◆ TEXT EXCERPT ◆
If you plug “involved college student” into a search engine, you might find a biography of Aryana Kubiak ’20.
In addition to holding three on-campus jobs, she’s actively involved in nine student groups.
“I’m either busy or I’m bored,” she says with a laugh. “There are over 130 clubs on campus, and dozens of events each week. Everyone is able to find their place on campus; there’s always something to do here.”
That includes a deep dive into the academic areas that inspire her. When Kubiak began at Clark, she intended to pursue a medical career and declared a biology major. But her involvement in campus life, and in the Worcester community, prompted a change of plan. “I realized I enjoy connecting with people on a more personal level,” she says, so she added psychology as a second major and shifted her focus to a career in higher education and student affairs.
She has served as a research assistant in psychology Professor Alena Esposito’s Cognition Lab, which studies cognitive development of students living in dual-language homes. “I’m encouraged to think abstractly and outside of the box,” she says. “I also can work hands-on in the lab with my teaching assistants and professors to ensure that I understand the material, rather than just memorize it.”
Her two majors complement her desire for a career supporting underrepresented and misrepresented students: students of color, LGBTQ students, ESL learners, and those with cognitive or physical disabilities. The two disciplines let her “see the connection between the biological and the behavioral.”
Kubiak’s interest in helping the underrepresented has led to her involvement as stage manager and actor in “Beneath the Surface,” a performance event featuring monologues and dialogues submitted by Clark students about their experiences with “invisible diseases” like anxiety, depression, and chronic illness. The event gives students a better understanding of what their classmates, like her, might be dealing with on a daily basis, she says.

Dataset entries:

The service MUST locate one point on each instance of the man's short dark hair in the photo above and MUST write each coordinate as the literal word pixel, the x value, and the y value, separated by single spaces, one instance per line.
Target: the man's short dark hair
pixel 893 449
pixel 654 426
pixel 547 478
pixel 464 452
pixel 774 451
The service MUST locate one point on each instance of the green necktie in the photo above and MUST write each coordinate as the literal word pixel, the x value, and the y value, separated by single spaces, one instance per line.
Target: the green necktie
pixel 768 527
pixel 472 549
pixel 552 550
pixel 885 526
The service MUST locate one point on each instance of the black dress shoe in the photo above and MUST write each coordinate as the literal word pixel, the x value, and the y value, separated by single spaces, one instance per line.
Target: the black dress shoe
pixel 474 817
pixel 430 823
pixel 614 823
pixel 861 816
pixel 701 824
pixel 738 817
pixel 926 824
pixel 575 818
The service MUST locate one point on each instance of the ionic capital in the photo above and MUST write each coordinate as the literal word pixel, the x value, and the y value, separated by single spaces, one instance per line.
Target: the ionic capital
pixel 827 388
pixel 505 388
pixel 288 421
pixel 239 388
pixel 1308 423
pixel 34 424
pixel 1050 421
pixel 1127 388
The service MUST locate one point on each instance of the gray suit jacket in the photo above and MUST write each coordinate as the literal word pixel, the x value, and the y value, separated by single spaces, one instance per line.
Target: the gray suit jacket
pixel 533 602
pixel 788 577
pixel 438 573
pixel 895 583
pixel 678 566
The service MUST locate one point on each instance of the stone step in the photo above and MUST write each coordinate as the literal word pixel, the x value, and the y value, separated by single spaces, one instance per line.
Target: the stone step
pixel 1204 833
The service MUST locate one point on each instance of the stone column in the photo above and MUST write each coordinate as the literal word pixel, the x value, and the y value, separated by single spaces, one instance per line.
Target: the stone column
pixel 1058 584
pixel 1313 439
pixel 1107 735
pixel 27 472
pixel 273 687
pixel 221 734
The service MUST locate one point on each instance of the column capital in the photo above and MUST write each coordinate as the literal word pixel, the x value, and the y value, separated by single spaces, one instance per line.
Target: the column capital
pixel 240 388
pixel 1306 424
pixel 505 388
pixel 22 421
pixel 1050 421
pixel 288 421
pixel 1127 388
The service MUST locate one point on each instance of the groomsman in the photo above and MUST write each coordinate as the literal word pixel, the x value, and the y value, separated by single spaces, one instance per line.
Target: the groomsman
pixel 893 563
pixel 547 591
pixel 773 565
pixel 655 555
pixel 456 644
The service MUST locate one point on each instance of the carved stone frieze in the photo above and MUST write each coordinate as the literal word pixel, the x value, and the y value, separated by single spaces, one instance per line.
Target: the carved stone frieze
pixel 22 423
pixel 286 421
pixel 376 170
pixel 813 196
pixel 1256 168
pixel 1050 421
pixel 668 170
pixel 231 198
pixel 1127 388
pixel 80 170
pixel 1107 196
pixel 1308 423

◆ TASK DESCRIPTION ◆
Answer these questions from the profile of Aryana Kubiak.
(a) How many student groups is she involved in?
(b) What does Professor Alena Esposito's Cognition Lab study?
(c) What is "Beneath the Surface"?
The dataset entries are separate material, unrelated to the text.

◆ YOUR SOLUTION ◆
(a) Nine.
(b) It studies the cognitive development of students living in dual-language homes.
(c) A performance event featuring monologues and dialogues submitted by Clark students about their experiences with "invisible diseases" like anxiety, depression, and chronic illness.